__Assignment__: Check each line of the records below for the word "tree" and copy those where it appears.

__Given records__:
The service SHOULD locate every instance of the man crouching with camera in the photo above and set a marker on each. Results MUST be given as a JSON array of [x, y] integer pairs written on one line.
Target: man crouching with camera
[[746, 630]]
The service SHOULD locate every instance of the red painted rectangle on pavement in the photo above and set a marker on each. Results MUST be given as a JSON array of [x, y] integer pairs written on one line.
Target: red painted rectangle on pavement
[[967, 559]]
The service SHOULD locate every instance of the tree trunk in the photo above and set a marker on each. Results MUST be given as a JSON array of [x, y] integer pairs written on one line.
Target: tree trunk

--

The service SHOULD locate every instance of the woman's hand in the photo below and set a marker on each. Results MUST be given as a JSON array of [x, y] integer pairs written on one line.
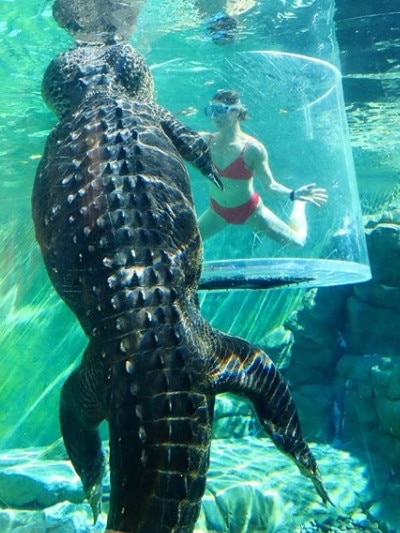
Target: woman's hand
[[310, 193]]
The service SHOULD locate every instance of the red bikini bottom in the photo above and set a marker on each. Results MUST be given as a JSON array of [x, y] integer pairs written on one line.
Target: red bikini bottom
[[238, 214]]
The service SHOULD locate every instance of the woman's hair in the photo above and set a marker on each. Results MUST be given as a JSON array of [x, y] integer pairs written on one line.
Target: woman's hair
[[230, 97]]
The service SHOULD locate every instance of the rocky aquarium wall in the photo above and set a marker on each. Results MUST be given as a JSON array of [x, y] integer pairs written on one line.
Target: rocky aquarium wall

__Task response__:
The service SHOULD locate every instance of the tree trunk in the photo above and set a marker on each. Results MUST be given as a JSON array of [x, y] integer pairs written on one line.
Target: tree trunk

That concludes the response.